PROVIDED INFORMATION:
◆ ◆ ◆

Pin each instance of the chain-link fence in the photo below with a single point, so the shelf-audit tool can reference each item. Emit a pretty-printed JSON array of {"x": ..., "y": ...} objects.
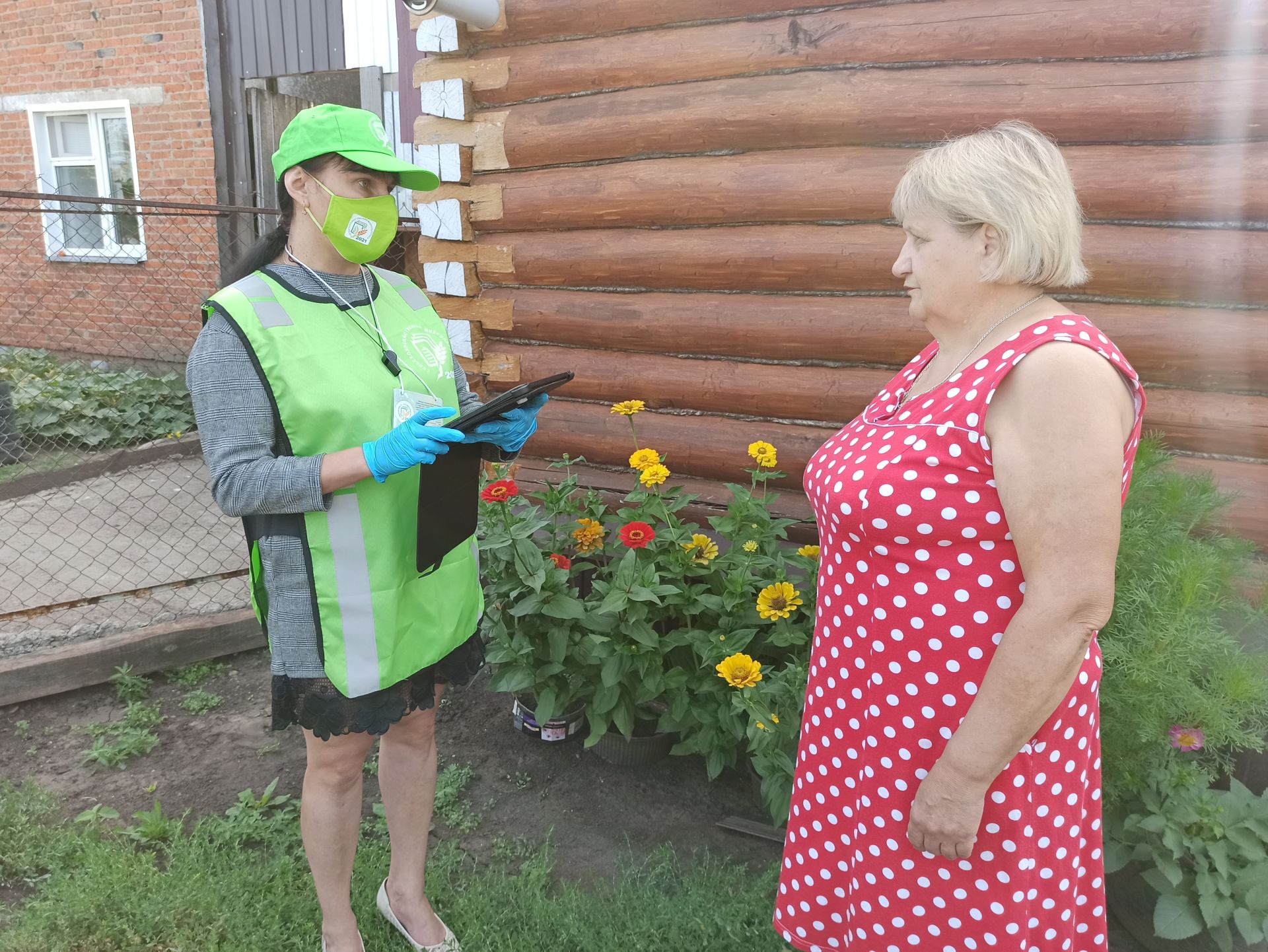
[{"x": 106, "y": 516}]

◆ ◆ ◆

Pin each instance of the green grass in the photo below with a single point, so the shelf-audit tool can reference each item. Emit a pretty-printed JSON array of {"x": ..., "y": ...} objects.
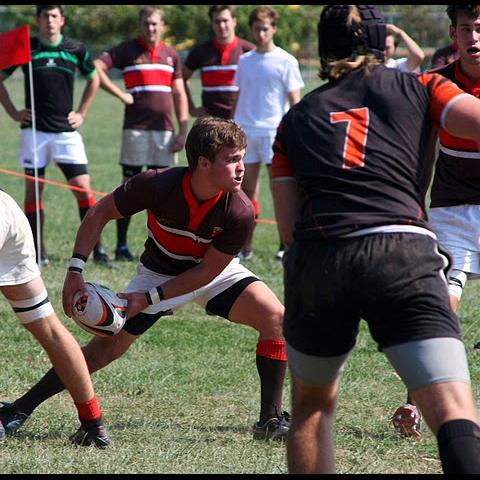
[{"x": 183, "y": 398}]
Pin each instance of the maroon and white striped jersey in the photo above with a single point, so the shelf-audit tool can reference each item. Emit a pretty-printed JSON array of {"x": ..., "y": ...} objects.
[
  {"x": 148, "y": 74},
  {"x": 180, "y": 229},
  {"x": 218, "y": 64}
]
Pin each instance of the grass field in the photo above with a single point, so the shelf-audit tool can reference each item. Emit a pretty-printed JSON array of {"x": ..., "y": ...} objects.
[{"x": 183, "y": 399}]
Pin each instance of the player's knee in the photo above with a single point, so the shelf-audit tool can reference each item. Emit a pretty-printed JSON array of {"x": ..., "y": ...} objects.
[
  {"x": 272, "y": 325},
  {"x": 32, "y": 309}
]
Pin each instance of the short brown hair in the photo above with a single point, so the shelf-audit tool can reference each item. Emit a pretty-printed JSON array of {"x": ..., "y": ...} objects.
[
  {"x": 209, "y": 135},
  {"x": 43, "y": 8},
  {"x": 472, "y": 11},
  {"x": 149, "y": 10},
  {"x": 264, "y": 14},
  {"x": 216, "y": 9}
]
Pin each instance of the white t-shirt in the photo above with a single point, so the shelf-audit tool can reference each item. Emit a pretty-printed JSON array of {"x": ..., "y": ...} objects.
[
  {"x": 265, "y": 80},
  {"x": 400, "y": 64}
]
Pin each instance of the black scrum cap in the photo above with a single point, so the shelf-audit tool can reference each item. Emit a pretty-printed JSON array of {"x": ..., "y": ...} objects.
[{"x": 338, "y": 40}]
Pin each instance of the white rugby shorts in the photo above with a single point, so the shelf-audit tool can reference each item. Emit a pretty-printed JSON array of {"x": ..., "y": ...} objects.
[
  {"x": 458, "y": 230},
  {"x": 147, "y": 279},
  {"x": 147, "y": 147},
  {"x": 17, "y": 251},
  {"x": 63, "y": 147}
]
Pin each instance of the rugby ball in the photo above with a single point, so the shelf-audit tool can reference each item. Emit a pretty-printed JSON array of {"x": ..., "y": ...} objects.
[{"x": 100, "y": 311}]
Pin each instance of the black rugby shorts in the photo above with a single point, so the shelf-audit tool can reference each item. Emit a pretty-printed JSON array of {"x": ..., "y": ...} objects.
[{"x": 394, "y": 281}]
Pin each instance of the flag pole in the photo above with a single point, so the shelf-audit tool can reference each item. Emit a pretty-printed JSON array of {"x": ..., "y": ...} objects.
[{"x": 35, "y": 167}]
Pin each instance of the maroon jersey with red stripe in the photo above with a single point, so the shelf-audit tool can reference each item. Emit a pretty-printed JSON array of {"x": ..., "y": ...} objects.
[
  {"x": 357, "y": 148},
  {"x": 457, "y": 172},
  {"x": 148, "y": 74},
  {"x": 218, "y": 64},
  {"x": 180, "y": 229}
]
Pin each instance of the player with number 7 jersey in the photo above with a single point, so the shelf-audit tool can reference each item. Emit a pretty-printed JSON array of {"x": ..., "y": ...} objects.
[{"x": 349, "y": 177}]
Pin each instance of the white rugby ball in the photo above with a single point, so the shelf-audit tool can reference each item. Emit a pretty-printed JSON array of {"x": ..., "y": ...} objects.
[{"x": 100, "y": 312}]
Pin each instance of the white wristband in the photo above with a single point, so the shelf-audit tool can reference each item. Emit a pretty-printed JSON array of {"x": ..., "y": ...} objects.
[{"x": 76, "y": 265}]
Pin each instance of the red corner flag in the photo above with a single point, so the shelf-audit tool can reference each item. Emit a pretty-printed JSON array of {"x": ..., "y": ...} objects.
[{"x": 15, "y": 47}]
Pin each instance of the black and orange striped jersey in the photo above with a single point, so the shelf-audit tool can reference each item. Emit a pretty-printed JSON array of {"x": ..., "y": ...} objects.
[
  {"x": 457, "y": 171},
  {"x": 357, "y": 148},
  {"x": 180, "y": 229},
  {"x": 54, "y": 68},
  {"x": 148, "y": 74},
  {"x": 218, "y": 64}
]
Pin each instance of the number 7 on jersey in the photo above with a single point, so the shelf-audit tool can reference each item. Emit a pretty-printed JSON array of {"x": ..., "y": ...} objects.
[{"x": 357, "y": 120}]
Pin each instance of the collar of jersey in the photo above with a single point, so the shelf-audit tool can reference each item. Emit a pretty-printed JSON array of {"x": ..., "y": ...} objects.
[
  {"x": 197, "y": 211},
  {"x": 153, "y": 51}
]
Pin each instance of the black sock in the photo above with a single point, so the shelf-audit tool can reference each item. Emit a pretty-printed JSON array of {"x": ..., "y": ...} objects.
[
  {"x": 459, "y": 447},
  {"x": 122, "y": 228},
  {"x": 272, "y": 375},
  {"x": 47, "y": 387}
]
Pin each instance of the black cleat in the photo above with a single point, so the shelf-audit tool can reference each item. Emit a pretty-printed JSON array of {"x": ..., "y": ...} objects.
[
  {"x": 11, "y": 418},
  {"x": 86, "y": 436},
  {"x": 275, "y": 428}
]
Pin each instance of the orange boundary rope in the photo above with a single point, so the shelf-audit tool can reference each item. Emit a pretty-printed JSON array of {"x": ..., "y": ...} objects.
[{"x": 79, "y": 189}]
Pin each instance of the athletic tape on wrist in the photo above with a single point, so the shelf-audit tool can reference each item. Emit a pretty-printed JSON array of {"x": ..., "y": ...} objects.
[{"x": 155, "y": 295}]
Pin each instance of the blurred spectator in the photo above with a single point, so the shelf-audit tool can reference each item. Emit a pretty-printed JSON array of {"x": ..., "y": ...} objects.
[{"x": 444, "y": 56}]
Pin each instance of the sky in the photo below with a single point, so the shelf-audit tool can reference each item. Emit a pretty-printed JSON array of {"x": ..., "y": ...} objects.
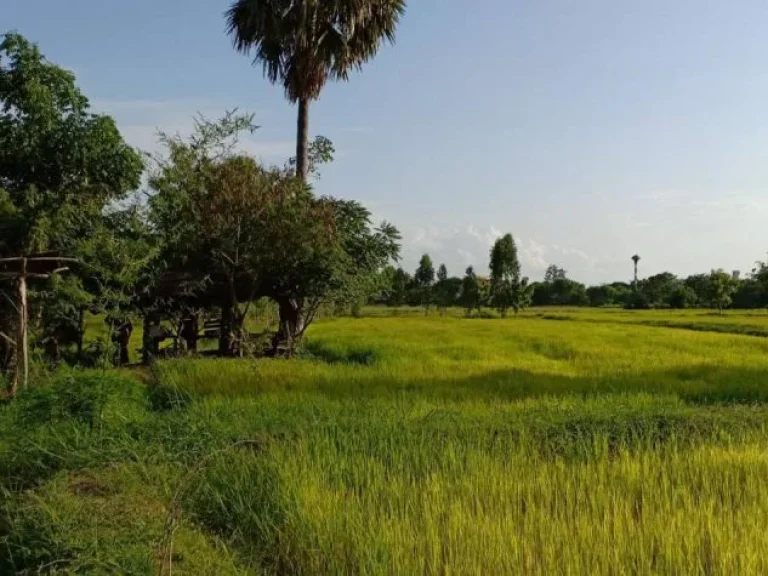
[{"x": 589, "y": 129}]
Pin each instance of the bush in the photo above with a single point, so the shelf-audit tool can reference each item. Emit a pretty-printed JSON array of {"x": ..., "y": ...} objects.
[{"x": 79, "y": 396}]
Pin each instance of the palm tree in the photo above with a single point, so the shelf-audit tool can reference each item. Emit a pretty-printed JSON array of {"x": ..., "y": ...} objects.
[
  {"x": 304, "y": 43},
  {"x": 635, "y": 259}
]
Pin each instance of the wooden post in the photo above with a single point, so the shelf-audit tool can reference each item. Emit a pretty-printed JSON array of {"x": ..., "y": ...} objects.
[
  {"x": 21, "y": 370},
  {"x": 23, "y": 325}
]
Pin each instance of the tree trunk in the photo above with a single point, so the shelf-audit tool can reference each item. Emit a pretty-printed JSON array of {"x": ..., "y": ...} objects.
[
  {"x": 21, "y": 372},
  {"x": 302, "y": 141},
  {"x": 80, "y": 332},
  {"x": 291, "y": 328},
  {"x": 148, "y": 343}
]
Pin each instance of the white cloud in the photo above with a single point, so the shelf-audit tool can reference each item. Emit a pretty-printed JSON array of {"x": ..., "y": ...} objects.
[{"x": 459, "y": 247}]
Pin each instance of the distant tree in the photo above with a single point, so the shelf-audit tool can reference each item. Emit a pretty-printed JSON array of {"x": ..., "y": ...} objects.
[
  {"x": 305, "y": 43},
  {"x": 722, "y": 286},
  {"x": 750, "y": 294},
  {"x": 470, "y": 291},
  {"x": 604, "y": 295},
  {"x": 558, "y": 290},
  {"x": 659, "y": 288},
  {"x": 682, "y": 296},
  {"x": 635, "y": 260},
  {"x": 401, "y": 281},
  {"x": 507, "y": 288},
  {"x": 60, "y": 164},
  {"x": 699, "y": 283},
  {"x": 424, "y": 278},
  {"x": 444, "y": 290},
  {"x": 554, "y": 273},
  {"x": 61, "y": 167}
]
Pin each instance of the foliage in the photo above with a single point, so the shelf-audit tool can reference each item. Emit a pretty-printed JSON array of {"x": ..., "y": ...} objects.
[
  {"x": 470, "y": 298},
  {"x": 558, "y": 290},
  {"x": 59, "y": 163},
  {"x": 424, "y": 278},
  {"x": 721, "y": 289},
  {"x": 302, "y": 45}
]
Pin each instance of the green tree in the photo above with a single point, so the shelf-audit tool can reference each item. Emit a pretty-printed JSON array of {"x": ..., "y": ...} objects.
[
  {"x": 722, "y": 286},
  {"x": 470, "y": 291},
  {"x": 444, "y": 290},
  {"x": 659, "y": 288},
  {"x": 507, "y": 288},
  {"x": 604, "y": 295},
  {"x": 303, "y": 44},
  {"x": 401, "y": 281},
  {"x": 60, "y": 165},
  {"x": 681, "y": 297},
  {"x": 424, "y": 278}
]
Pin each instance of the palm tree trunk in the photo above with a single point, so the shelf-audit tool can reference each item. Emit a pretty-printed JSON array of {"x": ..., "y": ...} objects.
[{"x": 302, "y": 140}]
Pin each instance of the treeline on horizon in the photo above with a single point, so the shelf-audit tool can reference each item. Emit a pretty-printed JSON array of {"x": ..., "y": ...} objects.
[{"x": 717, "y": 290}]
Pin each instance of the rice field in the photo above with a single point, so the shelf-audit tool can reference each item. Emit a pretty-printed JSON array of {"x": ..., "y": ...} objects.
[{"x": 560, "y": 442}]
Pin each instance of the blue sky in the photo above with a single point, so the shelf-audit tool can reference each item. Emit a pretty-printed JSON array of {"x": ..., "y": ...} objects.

◆ ◆ ◆

Show every line of the records that contains the word "rice", matching case exactly.

Pin each instance of the rice field in the photo above with a single point, so the shelf-audit tool can reference each item. Emit a pretty-printed JSON array of {"x": ..., "y": ...} objects.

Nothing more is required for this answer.